>>>

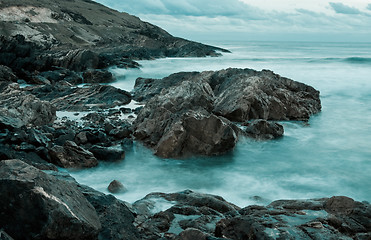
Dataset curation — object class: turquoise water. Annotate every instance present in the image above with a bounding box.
[67,42,371,206]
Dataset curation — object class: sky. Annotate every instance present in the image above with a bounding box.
[95,0,371,42]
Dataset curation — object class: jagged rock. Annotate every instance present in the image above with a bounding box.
[89,145,125,162]
[32,85,131,111]
[108,180,126,193]
[79,185,143,240]
[0,65,17,82]
[133,190,239,239]
[134,68,321,122]
[49,141,98,168]
[215,197,371,240]
[82,70,113,83]
[134,81,237,158]
[209,69,321,122]
[0,83,56,128]
[176,228,209,240]
[0,160,101,239]
[245,120,284,140]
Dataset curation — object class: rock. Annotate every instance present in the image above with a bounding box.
[245,120,284,140]
[32,85,131,112]
[134,68,321,122]
[82,70,114,83]
[80,185,142,240]
[108,180,126,193]
[134,72,199,102]
[176,228,208,240]
[212,69,321,122]
[0,160,101,239]
[49,141,98,168]
[134,81,237,158]
[0,65,18,82]
[89,145,125,162]
[0,84,56,128]
[215,197,371,240]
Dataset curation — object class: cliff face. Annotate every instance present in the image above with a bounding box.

<<<

__THE TASK__
Reproduce all of the records with "Dataset curation" swapped for "Data annotation" wherever it occurs, leaving everything else unchanged and omitting the pictures.

__WRITTEN SOLUTION__
Data annotation — object class: turquoise water. Annotate every instance present in the image above with a bounding box.
[67,42,371,206]
Data annotation — object class: sky. Annotate every instance present in the image above with a bounding box.
[95,0,371,42]
Data annotation — object class: jagged rock. Annotate every instance present in the image above with a bounding box.
[89,145,125,162]
[32,85,131,111]
[108,180,126,193]
[79,185,143,240]
[0,65,17,82]
[133,190,239,239]
[134,68,321,122]
[49,141,98,168]
[215,197,371,240]
[82,70,113,83]
[134,81,237,158]
[209,69,321,122]
[0,83,56,128]
[176,228,209,240]
[0,160,101,239]
[245,120,284,140]
Data annotation — object class: rock. Annotate every instance present in the image above with a bounding box.
[245,120,284,140]
[32,85,131,112]
[134,68,321,122]
[82,70,114,83]
[80,185,142,240]
[108,180,126,193]
[134,72,199,102]
[176,228,208,240]
[212,69,321,122]
[0,160,101,239]
[49,141,98,168]
[134,81,237,158]
[0,65,18,82]
[89,145,125,162]
[0,84,56,128]
[215,197,371,240]
Data annotation — object class: cliff face. Annotate every instance present in the image above with a bounding box.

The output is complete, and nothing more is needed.